-------- Dataset --------
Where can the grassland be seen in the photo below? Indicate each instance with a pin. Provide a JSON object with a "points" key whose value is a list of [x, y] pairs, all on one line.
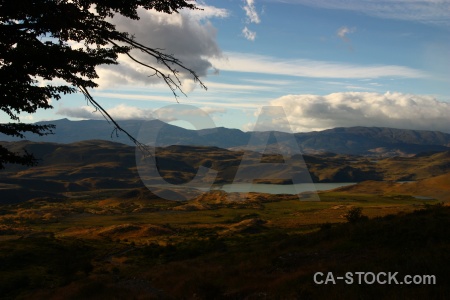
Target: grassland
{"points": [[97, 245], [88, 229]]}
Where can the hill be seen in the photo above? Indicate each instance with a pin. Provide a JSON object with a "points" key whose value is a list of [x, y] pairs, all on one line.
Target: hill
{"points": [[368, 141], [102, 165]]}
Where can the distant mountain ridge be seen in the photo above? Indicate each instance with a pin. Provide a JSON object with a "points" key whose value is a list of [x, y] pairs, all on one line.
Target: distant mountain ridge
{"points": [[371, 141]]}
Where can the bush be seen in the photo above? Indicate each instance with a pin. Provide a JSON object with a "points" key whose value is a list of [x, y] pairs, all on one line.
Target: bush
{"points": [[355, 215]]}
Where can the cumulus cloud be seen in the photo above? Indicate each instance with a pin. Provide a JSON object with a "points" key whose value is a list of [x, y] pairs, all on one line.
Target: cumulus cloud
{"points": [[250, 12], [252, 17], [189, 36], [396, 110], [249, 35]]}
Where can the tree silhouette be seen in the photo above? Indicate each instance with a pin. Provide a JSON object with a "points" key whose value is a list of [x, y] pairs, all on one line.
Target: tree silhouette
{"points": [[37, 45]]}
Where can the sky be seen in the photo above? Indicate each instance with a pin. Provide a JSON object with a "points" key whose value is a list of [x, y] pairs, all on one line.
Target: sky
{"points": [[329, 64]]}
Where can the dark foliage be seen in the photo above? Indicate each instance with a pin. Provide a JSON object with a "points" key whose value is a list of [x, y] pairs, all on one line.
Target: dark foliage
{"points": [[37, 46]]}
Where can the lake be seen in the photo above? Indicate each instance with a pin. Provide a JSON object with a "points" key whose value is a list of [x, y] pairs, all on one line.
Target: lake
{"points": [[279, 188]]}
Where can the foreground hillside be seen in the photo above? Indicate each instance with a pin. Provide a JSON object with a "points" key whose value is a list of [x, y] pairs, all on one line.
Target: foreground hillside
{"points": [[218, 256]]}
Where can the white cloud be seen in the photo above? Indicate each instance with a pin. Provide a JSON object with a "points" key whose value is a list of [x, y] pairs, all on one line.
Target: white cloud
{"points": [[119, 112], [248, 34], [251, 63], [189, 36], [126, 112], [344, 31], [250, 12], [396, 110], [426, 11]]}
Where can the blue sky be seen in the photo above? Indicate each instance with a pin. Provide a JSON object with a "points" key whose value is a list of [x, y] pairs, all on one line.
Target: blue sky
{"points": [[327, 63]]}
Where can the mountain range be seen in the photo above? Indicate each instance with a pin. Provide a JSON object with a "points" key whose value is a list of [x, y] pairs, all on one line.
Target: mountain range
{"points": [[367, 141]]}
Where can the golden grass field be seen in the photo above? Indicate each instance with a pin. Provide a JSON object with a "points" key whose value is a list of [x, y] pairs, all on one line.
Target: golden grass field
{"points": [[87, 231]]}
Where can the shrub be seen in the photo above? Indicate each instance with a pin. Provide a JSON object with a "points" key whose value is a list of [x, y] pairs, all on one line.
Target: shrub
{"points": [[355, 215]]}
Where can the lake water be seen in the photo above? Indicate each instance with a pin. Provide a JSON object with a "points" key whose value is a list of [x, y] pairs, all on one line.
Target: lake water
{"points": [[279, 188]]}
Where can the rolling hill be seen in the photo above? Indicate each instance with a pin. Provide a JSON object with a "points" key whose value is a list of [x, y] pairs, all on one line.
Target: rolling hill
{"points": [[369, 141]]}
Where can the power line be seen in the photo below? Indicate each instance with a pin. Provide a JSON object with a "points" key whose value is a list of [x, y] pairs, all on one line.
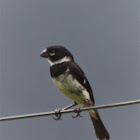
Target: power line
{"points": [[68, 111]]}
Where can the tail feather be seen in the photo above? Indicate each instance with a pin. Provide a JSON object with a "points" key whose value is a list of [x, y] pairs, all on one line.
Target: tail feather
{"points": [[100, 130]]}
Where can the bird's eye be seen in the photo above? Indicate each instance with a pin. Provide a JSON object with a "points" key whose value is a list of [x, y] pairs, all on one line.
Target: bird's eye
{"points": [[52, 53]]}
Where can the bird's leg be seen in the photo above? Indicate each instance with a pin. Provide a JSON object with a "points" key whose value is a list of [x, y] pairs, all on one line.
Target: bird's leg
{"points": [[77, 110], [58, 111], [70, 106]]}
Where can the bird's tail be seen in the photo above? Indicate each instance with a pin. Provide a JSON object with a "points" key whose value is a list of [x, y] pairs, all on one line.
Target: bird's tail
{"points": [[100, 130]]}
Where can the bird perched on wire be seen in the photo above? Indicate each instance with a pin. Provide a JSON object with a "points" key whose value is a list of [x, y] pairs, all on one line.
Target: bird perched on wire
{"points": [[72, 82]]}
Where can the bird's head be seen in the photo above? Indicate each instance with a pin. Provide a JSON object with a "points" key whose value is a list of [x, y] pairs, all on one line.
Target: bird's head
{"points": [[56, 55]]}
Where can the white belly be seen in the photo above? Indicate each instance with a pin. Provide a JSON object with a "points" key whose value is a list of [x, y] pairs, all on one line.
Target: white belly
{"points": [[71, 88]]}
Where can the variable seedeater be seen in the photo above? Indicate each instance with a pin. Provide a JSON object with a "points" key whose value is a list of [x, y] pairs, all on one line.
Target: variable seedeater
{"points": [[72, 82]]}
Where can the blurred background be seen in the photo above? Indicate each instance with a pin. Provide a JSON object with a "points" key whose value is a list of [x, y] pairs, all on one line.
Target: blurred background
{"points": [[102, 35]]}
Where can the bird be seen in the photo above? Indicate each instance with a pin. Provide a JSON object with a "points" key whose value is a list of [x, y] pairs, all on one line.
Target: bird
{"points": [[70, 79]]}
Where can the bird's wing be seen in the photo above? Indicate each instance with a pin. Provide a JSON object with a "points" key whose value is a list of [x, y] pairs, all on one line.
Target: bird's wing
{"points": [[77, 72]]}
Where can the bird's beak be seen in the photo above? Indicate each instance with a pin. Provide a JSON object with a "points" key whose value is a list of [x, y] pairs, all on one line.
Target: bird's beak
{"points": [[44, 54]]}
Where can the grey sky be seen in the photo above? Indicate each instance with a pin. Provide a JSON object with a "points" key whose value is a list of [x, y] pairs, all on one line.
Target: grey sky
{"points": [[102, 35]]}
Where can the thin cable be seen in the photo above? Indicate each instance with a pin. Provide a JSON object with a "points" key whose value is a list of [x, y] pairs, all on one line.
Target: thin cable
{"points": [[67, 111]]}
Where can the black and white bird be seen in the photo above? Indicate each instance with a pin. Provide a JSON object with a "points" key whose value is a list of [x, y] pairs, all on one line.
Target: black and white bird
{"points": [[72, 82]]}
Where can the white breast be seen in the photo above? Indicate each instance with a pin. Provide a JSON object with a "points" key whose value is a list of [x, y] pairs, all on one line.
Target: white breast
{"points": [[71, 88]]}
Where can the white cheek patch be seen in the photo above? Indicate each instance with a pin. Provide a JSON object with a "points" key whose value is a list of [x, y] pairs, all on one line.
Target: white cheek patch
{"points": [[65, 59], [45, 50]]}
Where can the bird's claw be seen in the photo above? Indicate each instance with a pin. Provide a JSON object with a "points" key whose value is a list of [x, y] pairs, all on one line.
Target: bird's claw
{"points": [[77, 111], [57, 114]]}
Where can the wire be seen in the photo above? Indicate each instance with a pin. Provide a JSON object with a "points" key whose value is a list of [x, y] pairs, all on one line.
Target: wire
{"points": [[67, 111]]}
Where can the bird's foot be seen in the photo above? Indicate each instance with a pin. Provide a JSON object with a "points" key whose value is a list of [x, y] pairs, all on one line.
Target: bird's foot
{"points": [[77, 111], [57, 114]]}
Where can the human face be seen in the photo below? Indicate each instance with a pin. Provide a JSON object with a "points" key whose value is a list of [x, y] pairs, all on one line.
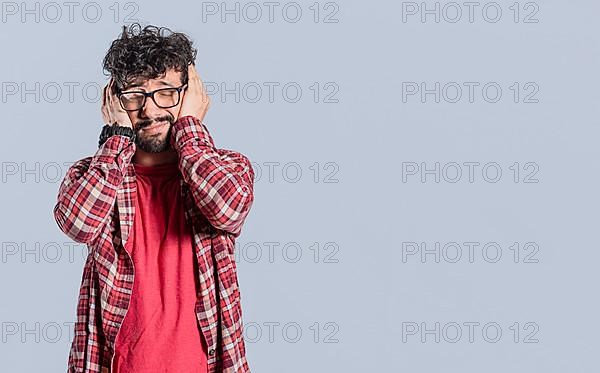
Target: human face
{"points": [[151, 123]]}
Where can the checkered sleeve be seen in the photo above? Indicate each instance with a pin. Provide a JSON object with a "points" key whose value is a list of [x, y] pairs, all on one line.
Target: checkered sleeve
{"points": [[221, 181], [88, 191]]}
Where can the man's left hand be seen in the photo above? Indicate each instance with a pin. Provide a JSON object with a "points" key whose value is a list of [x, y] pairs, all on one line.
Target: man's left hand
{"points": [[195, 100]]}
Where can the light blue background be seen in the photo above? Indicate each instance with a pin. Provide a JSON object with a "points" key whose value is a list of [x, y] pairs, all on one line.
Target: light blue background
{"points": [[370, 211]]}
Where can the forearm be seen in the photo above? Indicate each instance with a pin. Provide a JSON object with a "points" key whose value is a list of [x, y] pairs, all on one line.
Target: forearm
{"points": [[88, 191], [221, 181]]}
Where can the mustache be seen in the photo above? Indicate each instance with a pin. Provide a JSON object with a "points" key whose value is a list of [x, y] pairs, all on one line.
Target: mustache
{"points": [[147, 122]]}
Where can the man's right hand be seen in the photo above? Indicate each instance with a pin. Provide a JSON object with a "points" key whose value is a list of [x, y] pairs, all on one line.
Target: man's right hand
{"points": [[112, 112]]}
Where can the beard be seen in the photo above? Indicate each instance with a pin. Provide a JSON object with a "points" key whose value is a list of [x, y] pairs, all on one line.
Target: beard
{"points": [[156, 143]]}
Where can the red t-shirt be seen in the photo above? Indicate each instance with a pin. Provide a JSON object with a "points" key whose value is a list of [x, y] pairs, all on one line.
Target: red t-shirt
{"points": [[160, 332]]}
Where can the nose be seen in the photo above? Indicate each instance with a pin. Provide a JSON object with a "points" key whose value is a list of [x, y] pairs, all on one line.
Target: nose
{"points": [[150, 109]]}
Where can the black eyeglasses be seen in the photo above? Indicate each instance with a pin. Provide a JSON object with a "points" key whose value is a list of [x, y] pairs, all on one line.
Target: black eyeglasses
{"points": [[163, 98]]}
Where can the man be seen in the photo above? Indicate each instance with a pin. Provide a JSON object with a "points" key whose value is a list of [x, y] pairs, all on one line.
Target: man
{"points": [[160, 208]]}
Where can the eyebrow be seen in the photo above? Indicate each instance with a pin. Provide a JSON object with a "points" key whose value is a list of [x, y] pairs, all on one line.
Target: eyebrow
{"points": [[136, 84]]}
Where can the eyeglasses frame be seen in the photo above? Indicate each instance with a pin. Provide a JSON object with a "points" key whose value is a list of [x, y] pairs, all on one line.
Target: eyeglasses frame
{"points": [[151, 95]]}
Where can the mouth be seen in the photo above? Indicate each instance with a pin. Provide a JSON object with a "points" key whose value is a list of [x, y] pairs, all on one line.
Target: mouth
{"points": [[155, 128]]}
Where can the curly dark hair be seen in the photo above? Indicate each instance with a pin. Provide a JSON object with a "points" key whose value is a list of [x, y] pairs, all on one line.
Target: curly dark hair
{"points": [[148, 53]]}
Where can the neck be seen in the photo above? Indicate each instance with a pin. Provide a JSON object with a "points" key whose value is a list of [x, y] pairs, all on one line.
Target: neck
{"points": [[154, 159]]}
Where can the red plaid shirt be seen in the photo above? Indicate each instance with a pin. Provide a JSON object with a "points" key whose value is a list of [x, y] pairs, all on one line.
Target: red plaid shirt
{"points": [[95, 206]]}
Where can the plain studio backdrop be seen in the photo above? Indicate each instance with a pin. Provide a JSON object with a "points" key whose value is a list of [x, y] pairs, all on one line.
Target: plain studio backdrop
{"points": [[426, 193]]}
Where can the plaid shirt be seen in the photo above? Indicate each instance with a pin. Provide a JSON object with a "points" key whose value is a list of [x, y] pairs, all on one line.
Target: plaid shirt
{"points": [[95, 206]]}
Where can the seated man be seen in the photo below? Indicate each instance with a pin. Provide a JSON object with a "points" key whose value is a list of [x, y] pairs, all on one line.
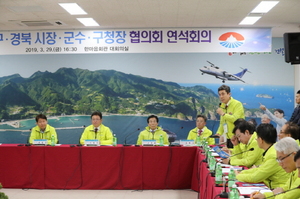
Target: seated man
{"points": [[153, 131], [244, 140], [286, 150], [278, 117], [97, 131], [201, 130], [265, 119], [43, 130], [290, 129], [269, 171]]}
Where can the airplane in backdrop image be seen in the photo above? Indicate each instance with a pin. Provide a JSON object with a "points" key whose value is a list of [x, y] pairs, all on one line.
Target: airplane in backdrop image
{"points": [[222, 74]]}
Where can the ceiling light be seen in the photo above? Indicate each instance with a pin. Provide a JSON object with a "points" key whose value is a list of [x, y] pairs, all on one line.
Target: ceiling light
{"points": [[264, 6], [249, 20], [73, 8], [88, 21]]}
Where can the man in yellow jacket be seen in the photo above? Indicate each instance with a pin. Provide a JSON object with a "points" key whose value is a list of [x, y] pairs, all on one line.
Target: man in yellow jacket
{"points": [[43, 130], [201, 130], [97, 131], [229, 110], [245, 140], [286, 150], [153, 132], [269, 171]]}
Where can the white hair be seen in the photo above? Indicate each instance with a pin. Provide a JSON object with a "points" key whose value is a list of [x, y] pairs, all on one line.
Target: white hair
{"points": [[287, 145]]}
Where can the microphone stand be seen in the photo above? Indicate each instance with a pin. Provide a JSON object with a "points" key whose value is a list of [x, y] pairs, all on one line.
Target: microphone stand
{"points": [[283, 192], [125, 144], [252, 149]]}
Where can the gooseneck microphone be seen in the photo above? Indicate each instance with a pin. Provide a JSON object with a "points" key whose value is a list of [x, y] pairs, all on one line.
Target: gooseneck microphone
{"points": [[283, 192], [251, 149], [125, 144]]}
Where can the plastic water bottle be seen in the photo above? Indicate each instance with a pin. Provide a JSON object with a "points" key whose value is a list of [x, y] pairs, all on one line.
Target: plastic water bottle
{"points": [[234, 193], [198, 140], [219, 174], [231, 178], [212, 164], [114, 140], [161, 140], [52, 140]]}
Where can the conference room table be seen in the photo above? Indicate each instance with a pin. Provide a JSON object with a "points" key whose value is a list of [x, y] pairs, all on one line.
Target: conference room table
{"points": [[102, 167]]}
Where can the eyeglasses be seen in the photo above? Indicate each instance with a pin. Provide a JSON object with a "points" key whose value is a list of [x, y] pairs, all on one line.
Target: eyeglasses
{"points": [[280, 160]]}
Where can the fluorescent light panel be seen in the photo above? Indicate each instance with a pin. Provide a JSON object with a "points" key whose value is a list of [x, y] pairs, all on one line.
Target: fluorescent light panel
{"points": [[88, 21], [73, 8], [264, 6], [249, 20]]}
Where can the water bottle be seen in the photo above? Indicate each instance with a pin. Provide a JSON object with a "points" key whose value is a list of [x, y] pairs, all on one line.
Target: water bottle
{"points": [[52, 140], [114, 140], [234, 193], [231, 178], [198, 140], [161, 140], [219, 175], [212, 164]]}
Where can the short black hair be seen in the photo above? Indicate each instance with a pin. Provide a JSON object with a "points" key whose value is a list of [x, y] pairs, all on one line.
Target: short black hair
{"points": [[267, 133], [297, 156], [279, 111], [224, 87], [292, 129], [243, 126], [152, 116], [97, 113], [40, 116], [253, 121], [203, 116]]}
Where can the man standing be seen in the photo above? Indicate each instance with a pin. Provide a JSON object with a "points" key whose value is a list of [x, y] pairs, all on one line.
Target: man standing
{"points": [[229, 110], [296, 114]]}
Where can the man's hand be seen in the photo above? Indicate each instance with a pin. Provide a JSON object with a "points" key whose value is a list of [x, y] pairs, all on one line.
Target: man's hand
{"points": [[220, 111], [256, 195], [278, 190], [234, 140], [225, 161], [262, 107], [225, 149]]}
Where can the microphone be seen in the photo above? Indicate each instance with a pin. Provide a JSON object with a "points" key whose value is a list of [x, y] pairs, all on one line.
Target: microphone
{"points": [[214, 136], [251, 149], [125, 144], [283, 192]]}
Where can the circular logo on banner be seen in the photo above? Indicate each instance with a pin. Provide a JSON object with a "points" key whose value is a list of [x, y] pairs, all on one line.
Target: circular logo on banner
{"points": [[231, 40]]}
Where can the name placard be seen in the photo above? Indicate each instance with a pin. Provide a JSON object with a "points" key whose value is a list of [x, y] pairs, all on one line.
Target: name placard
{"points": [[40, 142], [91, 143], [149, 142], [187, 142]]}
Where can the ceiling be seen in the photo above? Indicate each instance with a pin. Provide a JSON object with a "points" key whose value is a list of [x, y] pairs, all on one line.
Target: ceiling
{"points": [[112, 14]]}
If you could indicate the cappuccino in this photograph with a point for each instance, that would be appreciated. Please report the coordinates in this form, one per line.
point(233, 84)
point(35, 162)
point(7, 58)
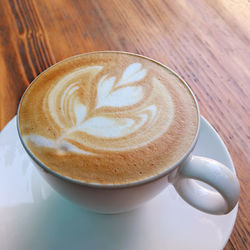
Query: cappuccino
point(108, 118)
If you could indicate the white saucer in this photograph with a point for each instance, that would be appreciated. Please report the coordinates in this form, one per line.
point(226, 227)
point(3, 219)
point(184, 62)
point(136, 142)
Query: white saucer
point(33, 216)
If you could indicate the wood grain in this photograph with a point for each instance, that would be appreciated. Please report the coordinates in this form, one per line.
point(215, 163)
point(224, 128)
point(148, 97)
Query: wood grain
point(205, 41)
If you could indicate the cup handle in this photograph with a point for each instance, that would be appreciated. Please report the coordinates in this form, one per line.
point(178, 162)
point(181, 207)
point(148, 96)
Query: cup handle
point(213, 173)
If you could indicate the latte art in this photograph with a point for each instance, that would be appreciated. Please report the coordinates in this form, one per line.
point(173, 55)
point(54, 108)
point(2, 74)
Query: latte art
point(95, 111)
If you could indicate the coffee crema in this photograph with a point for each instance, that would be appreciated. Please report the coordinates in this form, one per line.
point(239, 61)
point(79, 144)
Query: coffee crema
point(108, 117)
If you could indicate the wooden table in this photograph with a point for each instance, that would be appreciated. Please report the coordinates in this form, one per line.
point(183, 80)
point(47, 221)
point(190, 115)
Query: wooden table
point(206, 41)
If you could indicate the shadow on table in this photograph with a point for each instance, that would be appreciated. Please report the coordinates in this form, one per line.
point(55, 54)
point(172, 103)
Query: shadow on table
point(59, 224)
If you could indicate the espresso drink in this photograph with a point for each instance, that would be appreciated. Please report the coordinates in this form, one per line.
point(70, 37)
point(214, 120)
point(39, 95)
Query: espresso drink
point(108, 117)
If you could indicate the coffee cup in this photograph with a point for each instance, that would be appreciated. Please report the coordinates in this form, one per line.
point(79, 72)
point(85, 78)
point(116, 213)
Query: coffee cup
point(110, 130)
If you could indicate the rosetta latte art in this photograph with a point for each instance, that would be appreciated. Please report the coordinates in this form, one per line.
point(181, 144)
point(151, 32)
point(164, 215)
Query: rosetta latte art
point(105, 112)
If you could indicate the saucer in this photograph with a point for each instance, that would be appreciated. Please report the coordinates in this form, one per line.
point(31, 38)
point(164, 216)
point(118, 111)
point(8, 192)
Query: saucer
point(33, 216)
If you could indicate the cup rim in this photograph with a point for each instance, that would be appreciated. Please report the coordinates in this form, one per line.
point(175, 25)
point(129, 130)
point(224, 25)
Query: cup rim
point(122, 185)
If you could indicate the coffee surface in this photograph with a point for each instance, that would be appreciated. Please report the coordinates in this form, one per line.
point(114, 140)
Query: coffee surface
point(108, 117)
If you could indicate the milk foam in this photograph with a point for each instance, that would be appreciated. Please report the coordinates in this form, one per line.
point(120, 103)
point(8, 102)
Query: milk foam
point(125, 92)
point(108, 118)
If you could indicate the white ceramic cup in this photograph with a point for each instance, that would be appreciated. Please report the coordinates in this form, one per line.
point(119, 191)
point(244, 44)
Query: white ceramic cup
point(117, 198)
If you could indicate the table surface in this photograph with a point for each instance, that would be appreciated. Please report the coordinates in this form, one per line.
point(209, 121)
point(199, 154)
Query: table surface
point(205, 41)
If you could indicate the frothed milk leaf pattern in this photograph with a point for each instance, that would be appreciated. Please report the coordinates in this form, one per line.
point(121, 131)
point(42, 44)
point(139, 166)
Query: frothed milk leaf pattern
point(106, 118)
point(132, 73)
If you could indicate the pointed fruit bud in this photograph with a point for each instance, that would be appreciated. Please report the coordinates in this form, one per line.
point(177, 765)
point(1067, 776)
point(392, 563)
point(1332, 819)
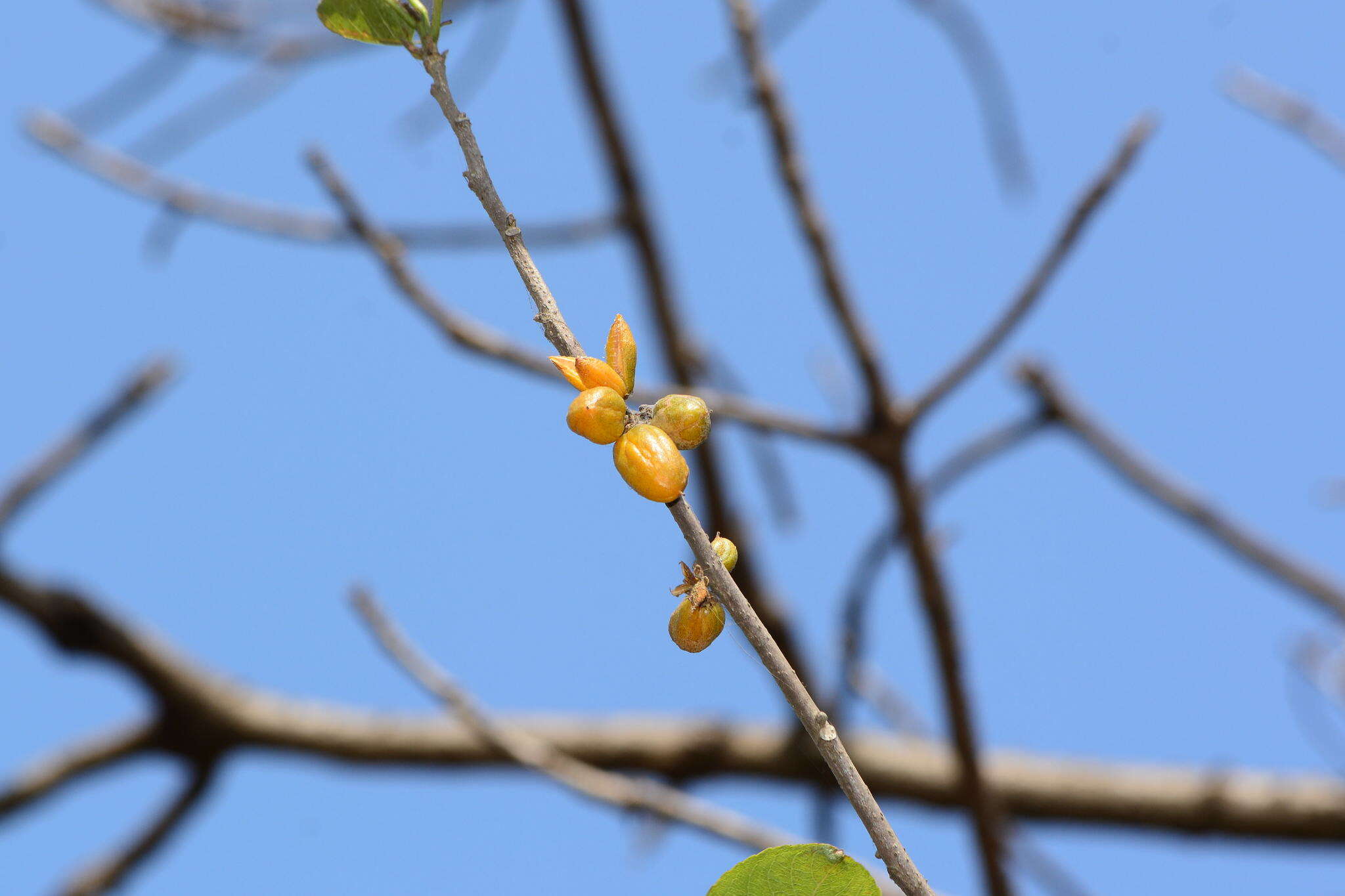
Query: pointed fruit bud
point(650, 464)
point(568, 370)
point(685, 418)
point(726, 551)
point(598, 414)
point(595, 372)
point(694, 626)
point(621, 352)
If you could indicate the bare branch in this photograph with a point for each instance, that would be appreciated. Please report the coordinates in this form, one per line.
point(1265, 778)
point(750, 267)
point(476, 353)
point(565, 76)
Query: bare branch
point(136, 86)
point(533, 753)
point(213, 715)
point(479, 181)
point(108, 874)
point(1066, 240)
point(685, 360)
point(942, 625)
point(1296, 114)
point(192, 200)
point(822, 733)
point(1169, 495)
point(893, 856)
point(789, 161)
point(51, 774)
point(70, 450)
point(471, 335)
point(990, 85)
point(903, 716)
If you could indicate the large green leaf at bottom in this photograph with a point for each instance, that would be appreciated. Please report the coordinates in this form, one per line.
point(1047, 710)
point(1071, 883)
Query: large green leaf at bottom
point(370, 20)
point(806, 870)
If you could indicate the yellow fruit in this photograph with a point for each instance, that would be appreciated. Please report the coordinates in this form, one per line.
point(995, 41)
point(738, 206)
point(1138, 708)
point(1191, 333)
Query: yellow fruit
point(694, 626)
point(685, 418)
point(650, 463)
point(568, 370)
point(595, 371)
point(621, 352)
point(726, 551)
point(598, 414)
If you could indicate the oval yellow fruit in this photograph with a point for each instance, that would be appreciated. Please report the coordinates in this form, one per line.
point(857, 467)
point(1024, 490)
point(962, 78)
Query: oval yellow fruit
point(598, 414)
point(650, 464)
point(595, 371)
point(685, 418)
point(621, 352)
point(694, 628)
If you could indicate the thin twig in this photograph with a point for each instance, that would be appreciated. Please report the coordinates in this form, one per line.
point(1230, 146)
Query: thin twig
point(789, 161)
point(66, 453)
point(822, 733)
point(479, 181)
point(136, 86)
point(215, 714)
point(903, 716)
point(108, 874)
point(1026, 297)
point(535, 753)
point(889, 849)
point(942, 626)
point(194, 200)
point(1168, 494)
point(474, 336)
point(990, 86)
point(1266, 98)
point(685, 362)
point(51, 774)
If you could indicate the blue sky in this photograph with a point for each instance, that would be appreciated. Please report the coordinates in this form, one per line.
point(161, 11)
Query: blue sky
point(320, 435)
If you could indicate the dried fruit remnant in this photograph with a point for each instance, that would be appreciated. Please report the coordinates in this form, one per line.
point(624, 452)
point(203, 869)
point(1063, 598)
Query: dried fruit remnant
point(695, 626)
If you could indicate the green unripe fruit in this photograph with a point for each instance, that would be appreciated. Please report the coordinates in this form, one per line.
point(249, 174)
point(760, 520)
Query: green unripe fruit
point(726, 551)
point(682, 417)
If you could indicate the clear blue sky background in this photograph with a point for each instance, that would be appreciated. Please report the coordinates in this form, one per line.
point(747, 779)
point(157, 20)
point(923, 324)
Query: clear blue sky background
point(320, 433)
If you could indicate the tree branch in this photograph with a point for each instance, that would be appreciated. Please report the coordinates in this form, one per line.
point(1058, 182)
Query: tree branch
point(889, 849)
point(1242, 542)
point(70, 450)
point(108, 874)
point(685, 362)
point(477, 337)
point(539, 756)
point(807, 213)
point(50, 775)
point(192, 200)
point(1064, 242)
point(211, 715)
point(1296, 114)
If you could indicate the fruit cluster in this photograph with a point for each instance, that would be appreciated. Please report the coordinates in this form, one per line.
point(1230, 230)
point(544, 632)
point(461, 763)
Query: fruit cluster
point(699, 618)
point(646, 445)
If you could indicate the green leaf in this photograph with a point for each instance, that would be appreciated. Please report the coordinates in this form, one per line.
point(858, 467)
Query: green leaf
--------
What the task asks =>
In the entries above, find the line holding "point(8, 192)" and the line holding "point(114, 140)"; print both of them and every line between, exactly, and nothing else.

Response area =>
point(8, 192)
Query: saucer
point(33, 216)
If you could indicate the cup rim in this photograph with a point for each instance, that would be appreciated. Please report the coordinates in this form, one per line.
point(175, 25)
point(129, 130)
point(224, 25)
Query: cup rim
point(122, 185)
If you could indicate the coffee surface in this photograph with a point for each instance, that would be appreciated. Please report the coordinates in this form, one per line.
point(114, 140)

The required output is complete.